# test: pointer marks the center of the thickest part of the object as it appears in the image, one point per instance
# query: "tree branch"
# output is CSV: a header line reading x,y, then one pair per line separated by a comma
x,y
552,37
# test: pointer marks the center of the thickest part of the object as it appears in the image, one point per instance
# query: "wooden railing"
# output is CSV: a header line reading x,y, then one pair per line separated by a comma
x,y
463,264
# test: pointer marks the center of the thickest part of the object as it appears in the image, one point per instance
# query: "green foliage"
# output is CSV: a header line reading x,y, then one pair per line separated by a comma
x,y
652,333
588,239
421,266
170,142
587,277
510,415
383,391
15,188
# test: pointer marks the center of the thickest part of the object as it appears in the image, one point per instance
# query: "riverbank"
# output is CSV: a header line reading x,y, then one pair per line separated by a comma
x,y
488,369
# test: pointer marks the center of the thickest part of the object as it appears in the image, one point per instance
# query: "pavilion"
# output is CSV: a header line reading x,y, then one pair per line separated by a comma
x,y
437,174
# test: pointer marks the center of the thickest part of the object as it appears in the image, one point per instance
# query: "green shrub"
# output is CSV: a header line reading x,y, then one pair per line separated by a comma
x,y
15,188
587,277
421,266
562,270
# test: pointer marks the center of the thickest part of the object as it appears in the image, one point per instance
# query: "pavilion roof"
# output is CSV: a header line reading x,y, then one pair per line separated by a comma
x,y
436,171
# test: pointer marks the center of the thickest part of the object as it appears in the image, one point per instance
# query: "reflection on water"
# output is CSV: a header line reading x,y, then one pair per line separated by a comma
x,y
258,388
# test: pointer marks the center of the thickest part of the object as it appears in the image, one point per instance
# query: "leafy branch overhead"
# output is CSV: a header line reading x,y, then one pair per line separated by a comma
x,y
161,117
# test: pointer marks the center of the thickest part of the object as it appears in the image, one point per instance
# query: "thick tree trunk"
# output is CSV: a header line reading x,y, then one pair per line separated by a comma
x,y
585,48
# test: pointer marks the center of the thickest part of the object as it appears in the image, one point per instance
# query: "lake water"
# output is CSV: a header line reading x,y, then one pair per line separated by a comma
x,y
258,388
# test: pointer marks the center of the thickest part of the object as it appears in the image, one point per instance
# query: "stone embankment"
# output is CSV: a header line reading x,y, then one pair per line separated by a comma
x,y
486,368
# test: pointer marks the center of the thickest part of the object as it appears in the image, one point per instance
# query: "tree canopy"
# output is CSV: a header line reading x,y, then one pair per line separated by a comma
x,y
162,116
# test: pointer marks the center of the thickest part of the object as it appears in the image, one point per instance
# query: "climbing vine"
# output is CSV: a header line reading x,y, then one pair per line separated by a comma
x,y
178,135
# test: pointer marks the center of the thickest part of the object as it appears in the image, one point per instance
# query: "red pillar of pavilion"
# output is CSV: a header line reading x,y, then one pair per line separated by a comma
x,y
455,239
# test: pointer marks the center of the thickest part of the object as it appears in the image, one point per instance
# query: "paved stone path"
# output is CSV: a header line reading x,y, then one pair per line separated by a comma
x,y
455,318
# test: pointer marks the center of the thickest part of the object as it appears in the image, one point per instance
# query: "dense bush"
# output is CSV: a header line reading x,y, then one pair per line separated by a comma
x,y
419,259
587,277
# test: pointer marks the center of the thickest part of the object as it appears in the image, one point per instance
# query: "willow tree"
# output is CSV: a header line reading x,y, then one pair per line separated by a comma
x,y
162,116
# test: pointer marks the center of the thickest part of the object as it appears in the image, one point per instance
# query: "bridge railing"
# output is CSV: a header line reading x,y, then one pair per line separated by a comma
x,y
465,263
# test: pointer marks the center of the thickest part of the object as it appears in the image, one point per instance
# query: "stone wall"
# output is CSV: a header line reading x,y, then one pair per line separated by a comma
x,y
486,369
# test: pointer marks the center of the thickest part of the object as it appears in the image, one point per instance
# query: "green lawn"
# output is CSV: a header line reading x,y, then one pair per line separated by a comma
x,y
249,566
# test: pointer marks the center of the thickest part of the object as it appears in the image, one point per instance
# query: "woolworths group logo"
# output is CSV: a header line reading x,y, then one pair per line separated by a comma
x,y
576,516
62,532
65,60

• • • • • • •

=== To be done ===
Quote the material exactly, leaving nothing out.

=== Written response ===
# test: pointer marks the center of the thickest part of the object as it appears in the image, one point per instance
# query: "tree branch"
# output is CSV: a header line reading x,y, then one pair per line separated by a comma
x,y
552,37
# test: pointer marks the center of the thickest part of the object as it appears in the image, one point per instance
# query: "wooden railing"
# output is CSV: a header line reading x,y, then one pair per line separated by a comma
x,y
463,264
# test: pointer marks the center of the thickest part of the object as it appears in the image, one point per instance
# query: "green foliage"
# output is CSV: a header line reading x,y, then one pair per line separated by a comma
x,y
652,333
588,239
421,266
170,142
587,277
510,415
383,391
15,188
# test: pointer marks the center of the thickest part of the object as it appears in the image, one point per instance
# query: "riverbank"
# output is CSV: a header line reading x,y, then one pair per line separated by a comma
x,y
488,369
# test: pointer marks the center of the thickest part of the object as it appears in the image, one point per instance
# query: "pavilion"
# output is CSV: a header line reading x,y, then one pair per line separated by a comma
x,y
437,174
# test: pointer marks the center of the thickest part of the object as it appears in the image, one point per instance
# query: "green shrub"
# output is CSV: a header line reading x,y, then one pair per line separated by a comma
x,y
15,188
587,277
421,266
562,270
# test: pointer marks the center of the thickest part of the object as it appears in the image, one point per instance
# query: "pavilion roof"
# output is CSV: a header line reading x,y, then one pair per line separated by a comma
x,y
436,171
# test: pointer marks the center of the thickest part of the object as it appears in the image, one point per instance
# query: "reflection on water"
# output is CSV: a header line reading x,y, then one pair per line separated by a comma
x,y
258,388
# test: pointer marks the center of the thickest part of the object as it appears in the image, one point per instance
# query: "leafy branch overhead"
# output is CSV: a header line reading x,y, then one pair per line separated by a comma
x,y
161,117
# test: pointer marks the center of the thickest part of the object as it appears in the image, one point per instance
# query: "thick tree trunk"
# output is CSV: a header line reading x,y, then one pair per line separated by a comma
x,y
585,48
# test: pointer marks the center of the thickest part of the object as it appears in the image, one point per instance
# query: "lake water"
# output is CSV: a header line reading x,y, then one pair per line separated by a comma
x,y
258,388
# test: pointer marks the center of the thickest part of the object as it appears in the image, one point per instance
# query: "stone embankment"
# output is CSV: a header line reading x,y, then one pair per line separated by a comma
x,y
486,368
# test: pointer marks the center of the thickest part of the object as it appears in the image, one point per instance
# query: "tree canopy"
# output is CSV: a header line reading x,y, then one pair per line separated by a comma
x,y
162,116
# test: pointer marks the center of the thickest part of the object as it appears in the image, one point per instance
# query: "climbing vine"
# output is CSV: a header line reading x,y, then one pair per line separated by a comma
x,y
178,135
# test: pointer marks the center of the thickest part of the object as it appears in the image, one point per instance
# query: "red pillar of pavilion"
# output is CSV: a header line reading x,y, then one pair per line separated by a comma
x,y
455,239
# test: pointer marks the center of the thickest part of the object as it appears in the image, one point per instance
# query: "paved stone path"
# output is CSV: a header line reading x,y, then one pair per line separated by a comma
x,y
455,318
# test: pointer marks the center of the thickest part of the object as it appears in the image, one point per instance
# query: "dense bush"
# output is CSV: a header line reading x,y, then one pair per line separated by a comma
x,y
419,259
587,277
# test: pointer marks the center of the thickest part of the object as it appears in the image, one point per instance
# query: "willow tree"
# output is CSV: a header line reading x,y, then one pair per line separated by a comma
x,y
162,116
# test: pointer marks the center of the thickest part of the object as it appears in the image, one point per instance
# query: "bridge railing"
# output is CSV: a header line reading x,y, then one pair per line separated by a comma
x,y
465,263
# test: pointer marks the center of the thickest part of the object as it appears in the image, one point per instance
# query: "stone wall"
# output is CSV: a header line reading x,y, then one pair per line separated by a comma
x,y
486,369
# test: pointer marks the center of the thickest part of the object as it appears in the image, one point per instance
# query: "green lawn"
# output is CSV: a header line reading x,y, then one pair per line separated by a comma
x,y
249,566
# test: pointer marks the center of the thickest part of the object as it appears in the image, one point per instance
# query: "woolworths group logo"
# output is CSV: a header line reading x,y, then one pair per line separated by a comma
x,y
576,516
62,532
65,60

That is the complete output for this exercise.